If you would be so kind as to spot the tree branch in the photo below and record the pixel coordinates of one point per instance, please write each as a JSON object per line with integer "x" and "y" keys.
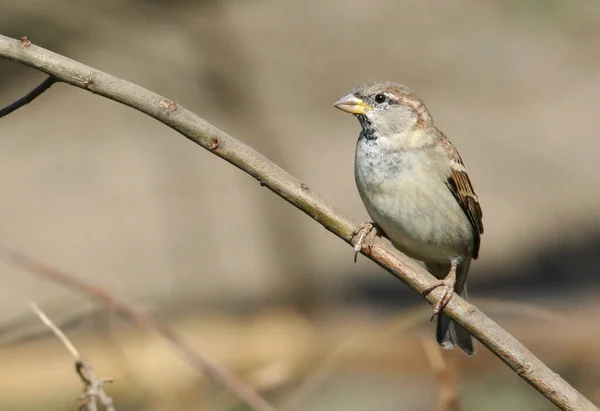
{"x": 29, "y": 97}
{"x": 194, "y": 128}
{"x": 92, "y": 385}
{"x": 129, "y": 312}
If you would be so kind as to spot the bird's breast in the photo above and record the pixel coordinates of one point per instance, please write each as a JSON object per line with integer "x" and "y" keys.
{"x": 409, "y": 199}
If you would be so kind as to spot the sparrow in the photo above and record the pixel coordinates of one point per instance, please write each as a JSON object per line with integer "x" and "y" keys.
{"x": 416, "y": 189}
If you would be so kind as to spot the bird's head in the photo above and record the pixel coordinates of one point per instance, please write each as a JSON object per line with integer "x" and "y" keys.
{"x": 386, "y": 110}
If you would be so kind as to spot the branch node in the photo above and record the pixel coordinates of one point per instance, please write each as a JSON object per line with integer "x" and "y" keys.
{"x": 169, "y": 106}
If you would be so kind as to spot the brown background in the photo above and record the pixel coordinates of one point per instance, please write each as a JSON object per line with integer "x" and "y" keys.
{"x": 104, "y": 192}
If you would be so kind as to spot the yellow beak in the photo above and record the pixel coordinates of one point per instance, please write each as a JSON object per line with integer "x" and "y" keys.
{"x": 352, "y": 104}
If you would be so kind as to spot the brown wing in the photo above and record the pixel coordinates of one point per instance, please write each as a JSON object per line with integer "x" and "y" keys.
{"x": 460, "y": 185}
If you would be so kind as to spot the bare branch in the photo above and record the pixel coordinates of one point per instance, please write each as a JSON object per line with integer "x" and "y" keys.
{"x": 92, "y": 385}
{"x": 144, "y": 320}
{"x": 29, "y": 97}
{"x": 500, "y": 342}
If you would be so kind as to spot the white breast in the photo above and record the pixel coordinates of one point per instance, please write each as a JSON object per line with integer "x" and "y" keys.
{"x": 406, "y": 194}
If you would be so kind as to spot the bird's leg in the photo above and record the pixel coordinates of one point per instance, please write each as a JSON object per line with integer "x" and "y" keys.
{"x": 366, "y": 231}
{"x": 448, "y": 284}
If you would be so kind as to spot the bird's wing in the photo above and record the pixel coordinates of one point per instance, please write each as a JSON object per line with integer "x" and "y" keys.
{"x": 462, "y": 189}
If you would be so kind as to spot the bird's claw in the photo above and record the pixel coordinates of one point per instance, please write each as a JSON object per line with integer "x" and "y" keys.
{"x": 444, "y": 299}
{"x": 366, "y": 231}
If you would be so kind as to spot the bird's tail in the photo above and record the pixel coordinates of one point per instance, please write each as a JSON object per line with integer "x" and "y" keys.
{"x": 448, "y": 333}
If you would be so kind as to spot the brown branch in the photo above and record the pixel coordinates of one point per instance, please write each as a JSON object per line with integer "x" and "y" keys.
{"x": 92, "y": 385}
{"x": 29, "y": 97}
{"x": 129, "y": 312}
{"x": 194, "y": 128}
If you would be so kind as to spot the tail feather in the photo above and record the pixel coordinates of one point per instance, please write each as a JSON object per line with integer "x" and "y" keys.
{"x": 448, "y": 333}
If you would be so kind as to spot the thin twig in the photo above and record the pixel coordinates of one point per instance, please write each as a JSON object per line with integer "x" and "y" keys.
{"x": 194, "y": 128}
{"x": 29, "y": 97}
{"x": 210, "y": 368}
{"x": 93, "y": 386}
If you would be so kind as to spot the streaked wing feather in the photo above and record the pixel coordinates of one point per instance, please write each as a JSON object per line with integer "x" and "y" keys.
{"x": 460, "y": 185}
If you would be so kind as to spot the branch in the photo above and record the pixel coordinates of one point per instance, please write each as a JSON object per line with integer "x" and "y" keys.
{"x": 194, "y": 128}
{"x": 29, "y": 97}
{"x": 92, "y": 385}
{"x": 129, "y": 312}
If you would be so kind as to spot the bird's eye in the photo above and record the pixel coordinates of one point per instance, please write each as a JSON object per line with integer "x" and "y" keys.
{"x": 380, "y": 98}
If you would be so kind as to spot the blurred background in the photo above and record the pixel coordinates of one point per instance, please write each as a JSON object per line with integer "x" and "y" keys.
{"x": 116, "y": 198}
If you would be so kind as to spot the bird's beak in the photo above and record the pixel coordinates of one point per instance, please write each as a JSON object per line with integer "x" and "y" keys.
{"x": 352, "y": 104}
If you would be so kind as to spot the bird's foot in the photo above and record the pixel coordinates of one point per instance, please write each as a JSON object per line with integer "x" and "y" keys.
{"x": 366, "y": 233}
{"x": 448, "y": 284}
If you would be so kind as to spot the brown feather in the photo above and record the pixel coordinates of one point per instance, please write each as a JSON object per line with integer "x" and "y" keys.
{"x": 460, "y": 185}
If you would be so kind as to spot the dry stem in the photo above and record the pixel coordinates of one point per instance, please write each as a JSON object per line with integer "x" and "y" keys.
{"x": 500, "y": 342}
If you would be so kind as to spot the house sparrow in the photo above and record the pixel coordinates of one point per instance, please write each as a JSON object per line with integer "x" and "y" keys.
{"x": 417, "y": 191}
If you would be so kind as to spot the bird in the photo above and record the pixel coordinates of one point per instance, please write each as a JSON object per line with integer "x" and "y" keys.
{"x": 416, "y": 189}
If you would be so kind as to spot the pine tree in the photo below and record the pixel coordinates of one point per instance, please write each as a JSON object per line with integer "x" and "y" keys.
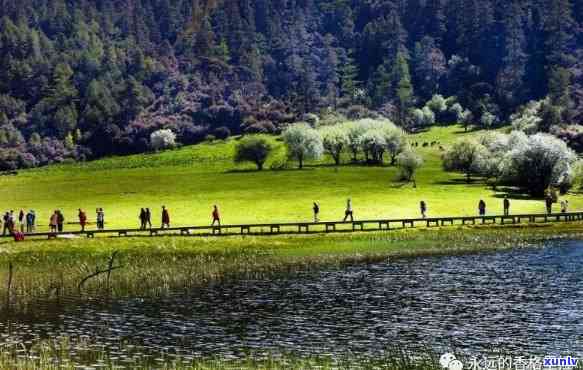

══════════════════════════════

■ **Your instructions**: Identify each line in the data above that contains the word "beak" and copy every one of those lines in full.

■ **Result for this exercise**:
If you would be so kind as to spot the yellow beak in the photo above and record the pixel coordinates of one point per instance, please write each as a JSON object per line with integer "x" and "y" keys.
If you would be so kind as to spot the bird's beak in the photo above and record the pixel coordinates of one point per instance, please write each as a JSON object per line with integer "x" and "y" keys.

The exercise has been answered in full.